Trecho do documento =
....

Os surtos de primitivismo político

Sugerido por Marco St.

Do Estadão

Reféns do bolsonarismo

CONRADO HÜBNER MENDES

O Brasil tem assistido a surtos agudos de primitivismo político. O fenômeno não é de direita nem de esquerda, não é de oposição nem de situação, não é conservador nem progressista. Merece outro adjetivo porque não aceita, por princípio, a política democrática e as regras do jogo constitucional. Esforça-se em corroê-las o tanto quanto pode. Não está disposto a discutir ideias e propostas à luz de fatos e evidências, mas a desqualificar sumariamente a integridade do seu adversário (e, assim, escapar do ônus de discutir propostas e fatos). Cheio de convicções, é surdo a outros pontos de vista e alérgico ao debate. Não argumenta, agride. Dúvidas seriam sinais de fraqueza, e o primitivo quer ser tudo menos um fraco. Suas incertezas ficam enrustidas no fundo da alma.

Há muitos exemplos desse surto. Aos interessados num curso relâmpago sobre essa patologia, serve qualquer entrevista de um folclórico deputado do PP que há pouco mobilizou o seu partido para pleitear, sem sucesso, a presidência da Comissão de Direitos Humanos e Minorias da Câmara dos Deputados (ver YouTube). Ao ser perguntado sobre os seus projetos para o cargo, dispara: “A minoria tem de se calar e se curvar à maioria!”. E continua: “Não podemos estimular crianças a serem homossexuais”. Para ele, “não somos nós que temos de respeitar homossexual, eles é que têm de me respeitar”.

“Vagabundos”, pondera ainda, deveriam “pagar por seus pecados”. Por isso, os presídios brasileiros seriam “uma maravilha” e o Complexo Penitenciário de Pedrinhas, onde alguns presos foram decapitados semanas atrás, “a única coisa boa do Maranhão”.

....

Informações extraídas =
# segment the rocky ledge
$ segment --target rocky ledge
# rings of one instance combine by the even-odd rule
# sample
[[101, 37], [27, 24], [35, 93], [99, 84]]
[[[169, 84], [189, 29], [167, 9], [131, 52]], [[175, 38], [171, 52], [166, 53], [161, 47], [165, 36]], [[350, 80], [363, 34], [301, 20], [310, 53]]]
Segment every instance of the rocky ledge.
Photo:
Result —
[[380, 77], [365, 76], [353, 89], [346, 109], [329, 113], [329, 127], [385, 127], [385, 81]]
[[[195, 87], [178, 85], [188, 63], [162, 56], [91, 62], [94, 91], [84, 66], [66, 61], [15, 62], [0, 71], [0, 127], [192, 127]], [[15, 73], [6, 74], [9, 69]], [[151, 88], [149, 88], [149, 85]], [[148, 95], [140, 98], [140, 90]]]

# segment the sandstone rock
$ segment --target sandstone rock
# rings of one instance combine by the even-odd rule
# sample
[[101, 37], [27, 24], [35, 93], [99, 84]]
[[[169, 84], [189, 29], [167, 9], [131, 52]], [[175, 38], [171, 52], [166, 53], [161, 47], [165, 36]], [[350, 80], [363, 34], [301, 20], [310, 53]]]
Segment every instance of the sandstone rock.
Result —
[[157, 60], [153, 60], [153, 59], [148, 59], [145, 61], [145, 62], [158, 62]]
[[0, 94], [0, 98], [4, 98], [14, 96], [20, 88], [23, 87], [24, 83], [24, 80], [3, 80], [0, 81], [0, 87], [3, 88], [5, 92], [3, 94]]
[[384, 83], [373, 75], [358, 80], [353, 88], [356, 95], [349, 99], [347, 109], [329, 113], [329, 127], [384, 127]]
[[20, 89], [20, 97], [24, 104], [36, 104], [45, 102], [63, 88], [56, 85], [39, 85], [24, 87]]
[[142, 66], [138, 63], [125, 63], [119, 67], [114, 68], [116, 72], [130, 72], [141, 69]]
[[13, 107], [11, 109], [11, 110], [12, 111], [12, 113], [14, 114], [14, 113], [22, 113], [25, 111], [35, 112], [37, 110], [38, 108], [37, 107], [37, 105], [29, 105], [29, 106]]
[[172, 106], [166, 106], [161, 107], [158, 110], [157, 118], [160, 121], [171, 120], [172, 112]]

....

Enunciado da tarefa = No texto sobre primitivismo político, verta para o inglês a frase "Cheio de convicções, é surdo a outros pontos de vista e alérgico ao debate."

Resposta do exercício = Full of convictions, it is deaf to other points of view and allergic to debate.